At the La Brea Tar Pits, there is, at least for Los Angeles, an even more rare natural phenomenon than the pit itself. There is a hill. Though a common phenomenon in the Midwest of my childhood, hills are as sporadic as parking spaces here in SoCal. There are mountains, (which we don’t actually do well in the Midwest) but there are very few grassy hills, gentle knolls, inviting hummocks. The hill at the La Brea Tar Pits is a good, old fashioned, grassy, spotted with clover, rolling hill. Not rolling hills, mind you, but a single Rolling Hill i.e. a hill to roll upon.

 

There is obviously imbedded in human nature the world over, and perhaps, for all I know, by beings on other planets as well, the deep need and desire to roll down a hill. Now some people that I know desire to climb mountains, to conquer very high scary, things. But every single person in the universe, and you can quote me on this, desires to roll down a good hill.

 

There in the City of Angels, surrounded by high rises, billboards, drug deals, crime, trash, and tar pits, were children of every age, color, shape, and size, rolling down a hill. I was envious of the families who still had children unashamed to roll down a hill. I knew if my girls had been there with their friends, and especially if those friends included boys that they wanted to impress, my teenage girls would have been laughing and rolling and flirting and rolling and fake complaining and rolling down the only hill in Los Angeles County. But my teenagers were there with their mom and even though they know she is a hill-rolling kinda’ lady, she is never ever to be a hill-rolling kinda’ lady when around her children. Never. Ever.

 

I miss my little kids. I love my teens, but I miss my children. Especially when there’s a good hill to roll down.

 

There was one Filipino family, (why oh, why Filipino are you not spelled with a Ph?) with two adorable little boys, probably about five and three years old. The parents stood expectantly waiting, two arm lengths away from me at the bottom of the hill. My girls were taking their last pictures of the tar pit from the top of the hill they wouldn’t dream of rolling down. The parents said sweet encouraging “rah yea!” things while the boys in their little jeans and little striped shirts swayed like miniature drunken sailors at the top of what to them must have looked like a mountain in the Andes. Then the one whose height and form of face betrayed him as the elder, lay down and began to roll hesitantly down the hill. When he began to pick up speed, he would naturally, as all humans and aliens know to do, stop himself, look at his parents for confirmation that it was safe to continue, and then start rolling again. Meanwhile, the little one sat down.

 

Now I myself, am quite afraid of heights, so I immediately, understood the dilemma of Boy the Younger. If he let himself go willy- nilly down, what to him was a gihugic mountain, he might be crushed on the shoals of the other children and dogs and clover far below. If on the other hand, he remained frozen at the top, he would not only be humiliated in front of his big brother, especially if one of his parents had to make the long slog up to carry him down like a baby!!, but he would also have to be carried by said parent. Said parent might carry Boy the Younger hurriedly and therefore carelessly, down the hill, and that would be scary. Said parent is taller than the boy and carrying him would make him even higher up and further off safe ground, since he would be in the arms of an adult, albeit a parent, but a tall person with other things on his or her mind nonetheless. He might be dropped!!! Humiliation and fear were making a job of it in the little boy’s every expression.

> **What this task involves**
In the piece about the hill at the La Brea Tar Pits, about how old were the two boys in the Filipino family?

> **Data section**
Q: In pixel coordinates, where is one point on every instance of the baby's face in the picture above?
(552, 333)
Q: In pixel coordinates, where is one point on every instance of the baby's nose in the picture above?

> **Correct result**
About five and three years old.